#### Required action:
If an entry holds a picture, leave the picture out and output everything else exactly.

#### Source material:
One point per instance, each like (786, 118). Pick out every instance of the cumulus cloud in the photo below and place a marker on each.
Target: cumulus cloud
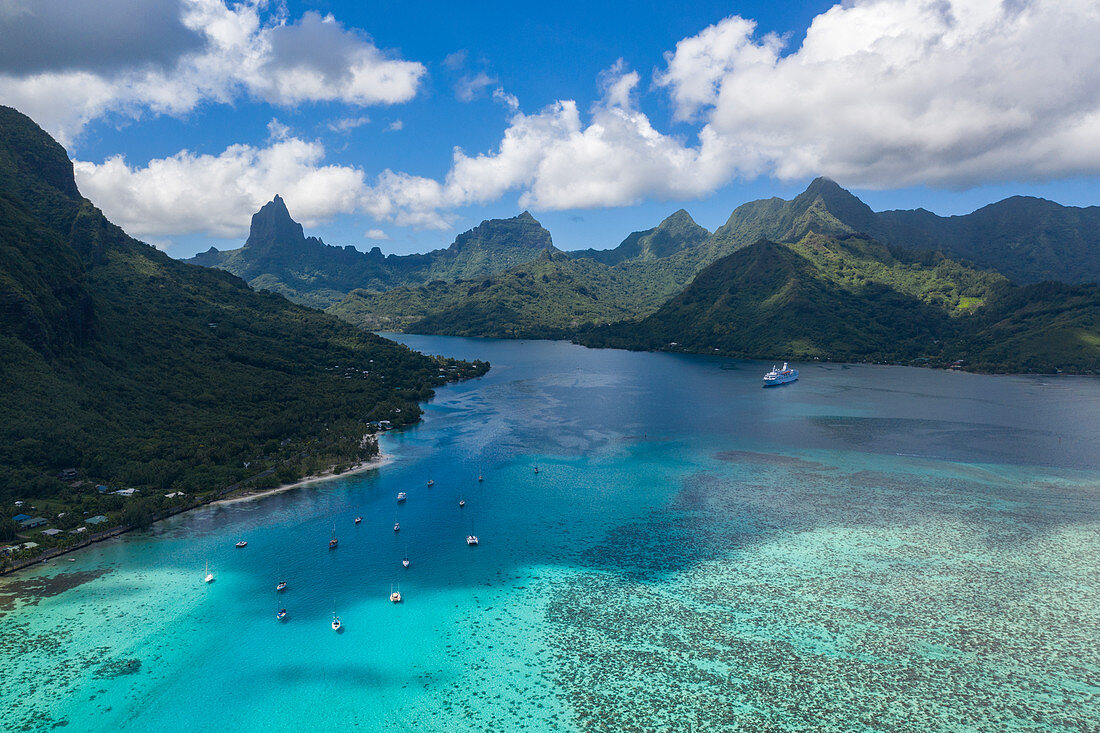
(241, 51)
(472, 87)
(897, 93)
(558, 161)
(345, 124)
(52, 35)
(880, 94)
(217, 195)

#### Answer:
One point per instance, each like (786, 118). Pick out every instance of the cumulus cloud in the photo below and place a marker on each.
Target: cumulus cloud
(241, 51)
(472, 87)
(897, 93)
(558, 161)
(345, 124)
(52, 35)
(880, 94)
(217, 195)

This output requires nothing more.